Copy word for word the lines starting with the one that contains "Target: distressed metal table" and running through the last line, with both of those lines included.

======

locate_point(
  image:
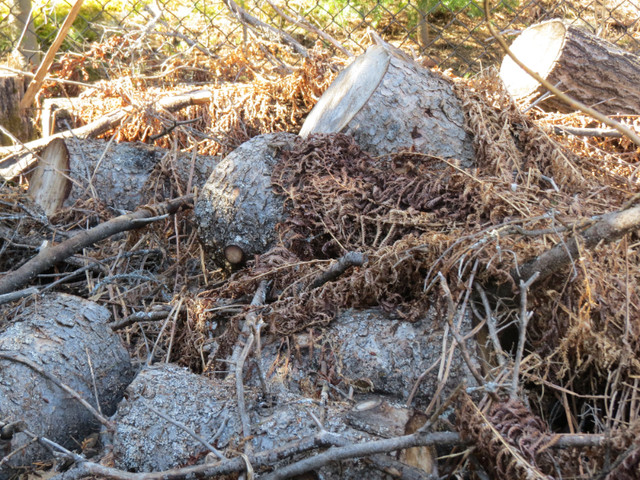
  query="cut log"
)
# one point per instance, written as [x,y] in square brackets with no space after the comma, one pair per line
[389,103]
[12,88]
[582,65]
[237,210]
[144,441]
[116,173]
[69,338]
[50,184]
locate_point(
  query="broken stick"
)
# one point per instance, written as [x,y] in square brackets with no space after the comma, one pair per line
[51,255]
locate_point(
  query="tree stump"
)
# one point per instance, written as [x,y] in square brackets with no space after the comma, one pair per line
[67,337]
[237,210]
[12,88]
[584,66]
[389,103]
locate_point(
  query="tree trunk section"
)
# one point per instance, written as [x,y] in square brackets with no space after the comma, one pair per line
[388,103]
[119,174]
[237,210]
[586,67]
[12,88]
[61,334]
[50,184]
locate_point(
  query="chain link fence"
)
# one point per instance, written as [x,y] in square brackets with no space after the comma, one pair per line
[448,33]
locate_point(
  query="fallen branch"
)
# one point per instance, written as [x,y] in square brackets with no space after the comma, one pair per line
[52,255]
[586,132]
[361,450]
[11,167]
[224,467]
[250,322]
[300,21]
[260,27]
[607,229]
[348,260]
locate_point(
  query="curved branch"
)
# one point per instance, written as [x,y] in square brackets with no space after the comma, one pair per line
[49,256]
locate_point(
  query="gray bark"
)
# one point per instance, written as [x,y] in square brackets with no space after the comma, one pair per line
[144,441]
[586,67]
[116,173]
[237,208]
[61,334]
[389,103]
[376,353]
[21,25]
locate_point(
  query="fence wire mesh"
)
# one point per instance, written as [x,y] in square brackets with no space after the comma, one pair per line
[450,34]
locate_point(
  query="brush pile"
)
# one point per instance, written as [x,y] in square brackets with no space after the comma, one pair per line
[533,377]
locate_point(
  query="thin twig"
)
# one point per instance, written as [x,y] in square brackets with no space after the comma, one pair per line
[51,255]
[349,259]
[251,320]
[456,335]
[525,316]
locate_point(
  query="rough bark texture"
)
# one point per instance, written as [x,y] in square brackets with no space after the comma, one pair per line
[12,88]
[60,333]
[144,441]
[237,205]
[116,173]
[373,352]
[389,103]
[584,66]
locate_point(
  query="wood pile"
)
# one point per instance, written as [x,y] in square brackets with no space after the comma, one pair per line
[423,280]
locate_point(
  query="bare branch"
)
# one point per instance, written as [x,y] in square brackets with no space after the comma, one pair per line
[607,229]
[51,255]
[14,357]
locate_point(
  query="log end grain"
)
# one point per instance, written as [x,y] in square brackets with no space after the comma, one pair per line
[388,103]
[538,47]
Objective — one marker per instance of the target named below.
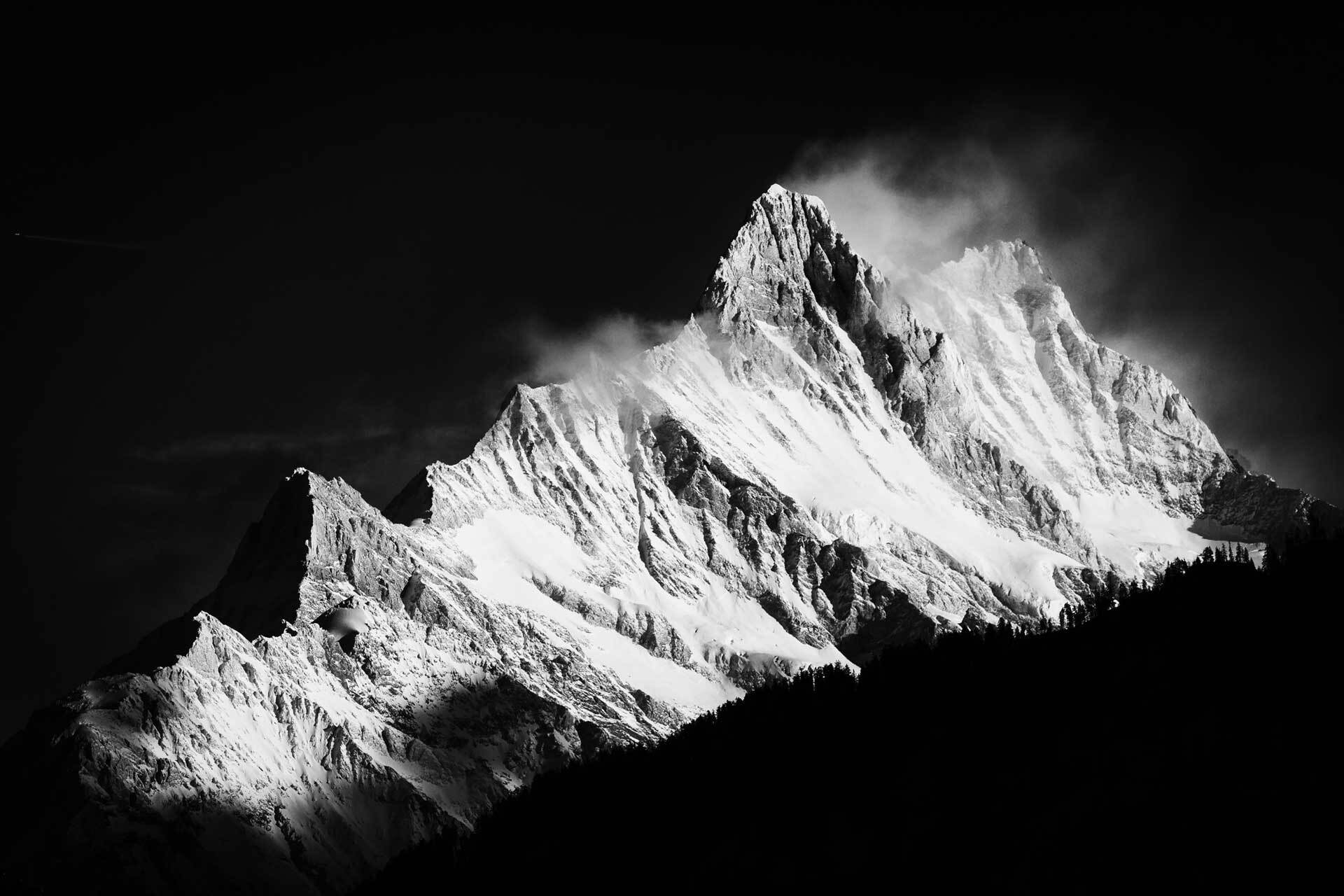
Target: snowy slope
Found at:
(815, 468)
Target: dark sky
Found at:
(349, 237)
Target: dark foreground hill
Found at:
(1179, 736)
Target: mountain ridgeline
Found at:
(818, 469)
(1160, 735)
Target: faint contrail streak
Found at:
(83, 242)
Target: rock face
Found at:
(815, 469)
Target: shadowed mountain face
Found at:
(815, 469)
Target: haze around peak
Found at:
(1124, 232)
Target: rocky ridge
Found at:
(813, 469)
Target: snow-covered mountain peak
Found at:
(815, 468)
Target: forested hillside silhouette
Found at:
(1158, 736)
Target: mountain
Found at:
(813, 469)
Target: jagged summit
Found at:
(818, 466)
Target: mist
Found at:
(1124, 232)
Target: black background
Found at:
(343, 232)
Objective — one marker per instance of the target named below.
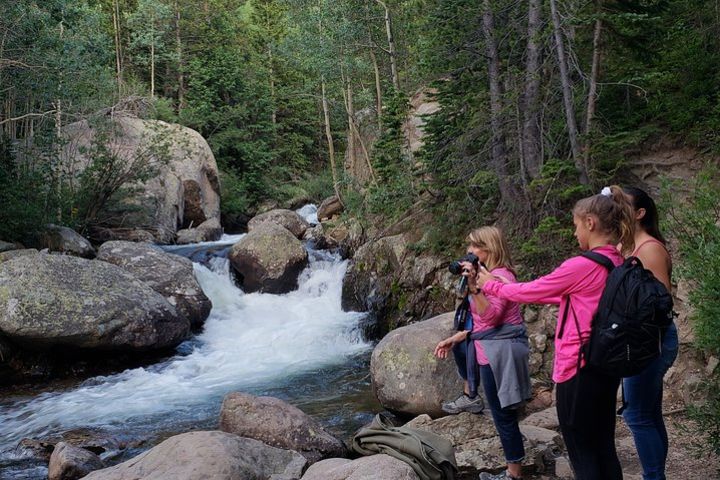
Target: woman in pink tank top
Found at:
(585, 397)
(644, 392)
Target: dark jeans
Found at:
(643, 414)
(586, 411)
(505, 419)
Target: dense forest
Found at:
(541, 103)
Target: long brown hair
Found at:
(492, 240)
(615, 214)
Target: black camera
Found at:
(455, 267)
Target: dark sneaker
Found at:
(498, 476)
(464, 404)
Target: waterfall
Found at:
(251, 342)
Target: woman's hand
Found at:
(443, 347)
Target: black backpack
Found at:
(634, 312)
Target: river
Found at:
(300, 346)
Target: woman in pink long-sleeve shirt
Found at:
(585, 398)
(489, 312)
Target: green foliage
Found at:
(696, 226)
(22, 198)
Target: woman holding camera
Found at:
(497, 343)
(585, 397)
(644, 392)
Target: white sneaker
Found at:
(464, 404)
(500, 476)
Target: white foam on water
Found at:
(249, 340)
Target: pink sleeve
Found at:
(547, 289)
(493, 314)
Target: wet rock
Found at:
(208, 455)
(329, 207)
(407, 378)
(285, 218)
(478, 447)
(279, 424)
(170, 275)
(70, 463)
(50, 301)
(208, 231)
(317, 238)
(66, 240)
(545, 418)
(268, 259)
(10, 254)
(5, 246)
(373, 467)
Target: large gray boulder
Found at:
(10, 254)
(279, 424)
(373, 467)
(184, 191)
(285, 218)
(208, 455)
(70, 463)
(66, 240)
(170, 275)
(208, 231)
(407, 377)
(59, 300)
(329, 207)
(268, 259)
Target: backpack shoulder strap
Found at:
(599, 258)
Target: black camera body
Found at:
(455, 267)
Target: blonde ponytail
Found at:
(614, 212)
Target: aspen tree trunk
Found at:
(391, 46)
(328, 136)
(152, 56)
(499, 151)
(178, 50)
(531, 135)
(378, 89)
(118, 53)
(567, 92)
(592, 91)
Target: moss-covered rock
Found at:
(56, 301)
(407, 378)
(268, 259)
(170, 275)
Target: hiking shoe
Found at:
(464, 404)
(499, 476)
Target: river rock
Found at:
(268, 259)
(329, 207)
(373, 467)
(407, 378)
(478, 447)
(279, 424)
(10, 254)
(184, 191)
(285, 218)
(6, 246)
(545, 418)
(70, 463)
(170, 275)
(208, 455)
(66, 240)
(208, 231)
(63, 301)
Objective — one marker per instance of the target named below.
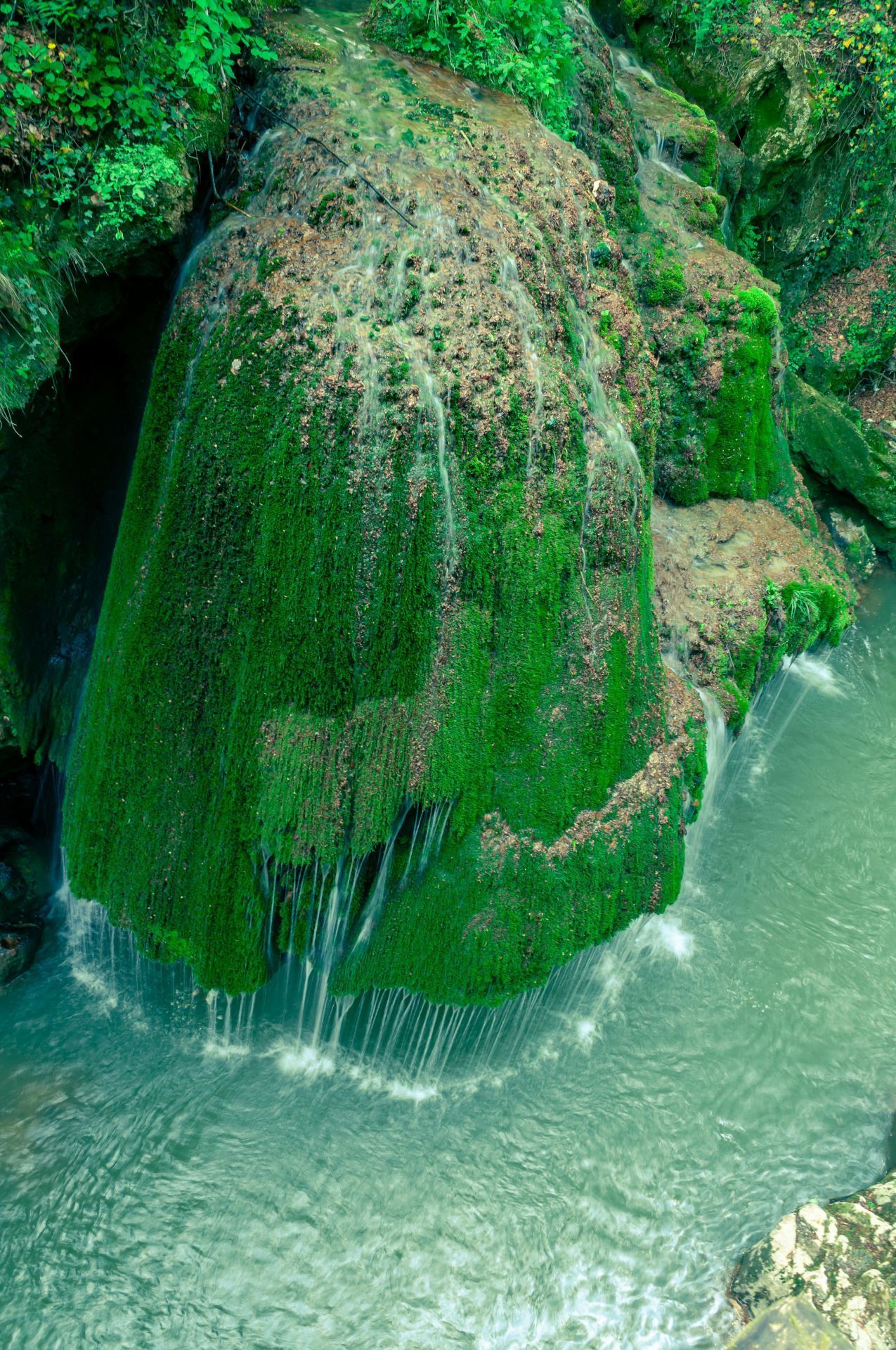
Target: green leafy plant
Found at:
(99, 103)
(520, 46)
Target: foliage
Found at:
(660, 280)
(520, 46)
(99, 99)
(868, 342)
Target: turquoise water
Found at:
(585, 1176)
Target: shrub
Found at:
(520, 46)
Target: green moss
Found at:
(660, 278)
(287, 666)
(745, 456)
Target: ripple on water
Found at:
(582, 1172)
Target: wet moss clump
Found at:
(369, 579)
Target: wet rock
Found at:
(791, 1325)
(18, 949)
(853, 541)
(845, 451)
(843, 1256)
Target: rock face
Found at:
(739, 588)
(843, 1256)
(846, 453)
(791, 1325)
(710, 316)
(378, 639)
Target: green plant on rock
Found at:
(99, 103)
(520, 46)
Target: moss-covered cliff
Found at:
(385, 575)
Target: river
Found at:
(171, 1181)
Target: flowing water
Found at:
(576, 1171)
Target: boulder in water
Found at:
(18, 949)
(791, 1325)
(843, 1256)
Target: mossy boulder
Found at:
(791, 1325)
(844, 451)
(710, 316)
(843, 1256)
(379, 609)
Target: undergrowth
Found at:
(520, 46)
(100, 101)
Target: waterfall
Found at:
(667, 155)
(529, 331)
(625, 63)
(431, 400)
(604, 423)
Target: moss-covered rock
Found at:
(711, 319)
(791, 1325)
(844, 450)
(740, 586)
(843, 1256)
(384, 578)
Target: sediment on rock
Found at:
(841, 1256)
(387, 562)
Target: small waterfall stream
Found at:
(580, 1166)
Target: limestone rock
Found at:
(18, 948)
(853, 541)
(791, 1325)
(843, 1256)
(848, 454)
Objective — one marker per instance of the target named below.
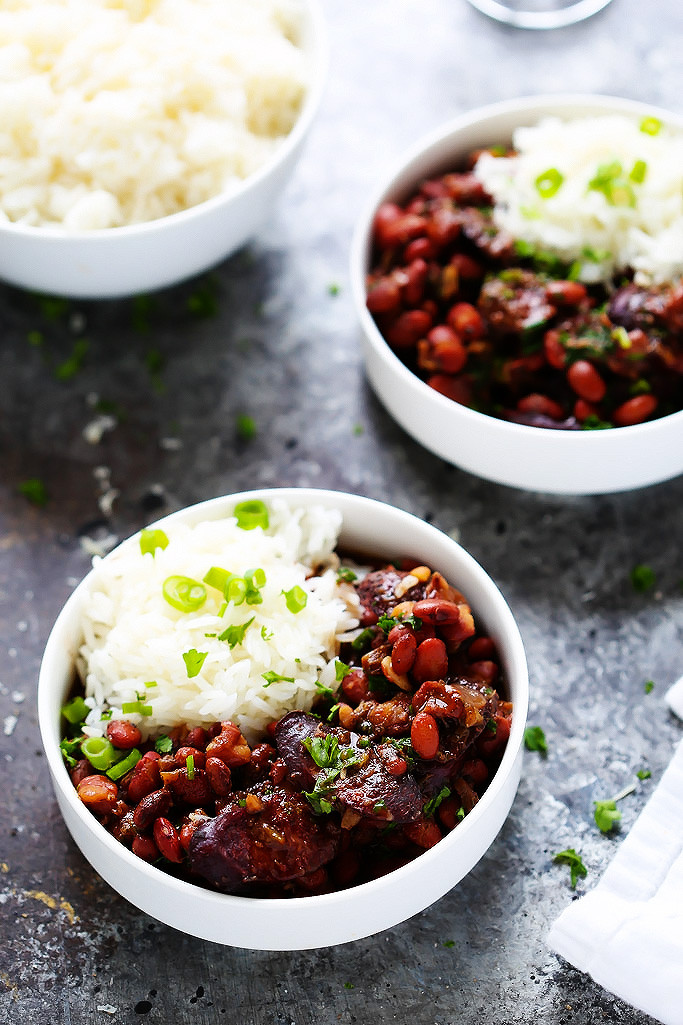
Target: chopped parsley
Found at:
(534, 739)
(576, 866)
(194, 660)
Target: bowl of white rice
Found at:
(114, 626)
(592, 183)
(145, 142)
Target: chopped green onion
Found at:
(650, 126)
(75, 710)
(251, 514)
(99, 751)
(217, 577)
(296, 599)
(135, 707)
(150, 540)
(184, 593)
(194, 660)
(549, 182)
(638, 172)
(125, 765)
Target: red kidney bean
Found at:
(99, 793)
(219, 777)
(485, 670)
(155, 804)
(123, 734)
(466, 321)
(635, 410)
(412, 290)
(452, 387)
(197, 737)
(403, 652)
(482, 648)
(146, 777)
(166, 838)
(431, 660)
(408, 328)
(554, 351)
(425, 735)
(145, 848)
(419, 247)
(540, 404)
(384, 296)
(230, 746)
(586, 381)
(442, 351)
(569, 293)
(437, 611)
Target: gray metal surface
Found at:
(282, 346)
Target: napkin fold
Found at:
(628, 932)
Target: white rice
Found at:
(133, 638)
(115, 113)
(578, 223)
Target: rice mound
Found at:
(578, 223)
(134, 640)
(116, 112)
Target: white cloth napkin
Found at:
(628, 932)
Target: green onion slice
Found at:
(251, 514)
(184, 593)
(549, 182)
(296, 599)
(150, 540)
(125, 765)
(75, 710)
(99, 751)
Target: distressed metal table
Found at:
(126, 410)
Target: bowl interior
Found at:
(534, 458)
(335, 917)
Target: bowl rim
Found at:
(398, 179)
(517, 667)
(315, 41)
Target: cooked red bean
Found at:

======

*Reply*.
Target: distressed metal table
Found at:
(126, 410)
Target: bowl interior
Found at:
(534, 458)
(335, 917)
Target: bowl rim
Found at:
(398, 179)
(517, 667)
(315, 41)
Target: cooked red bean
Found at:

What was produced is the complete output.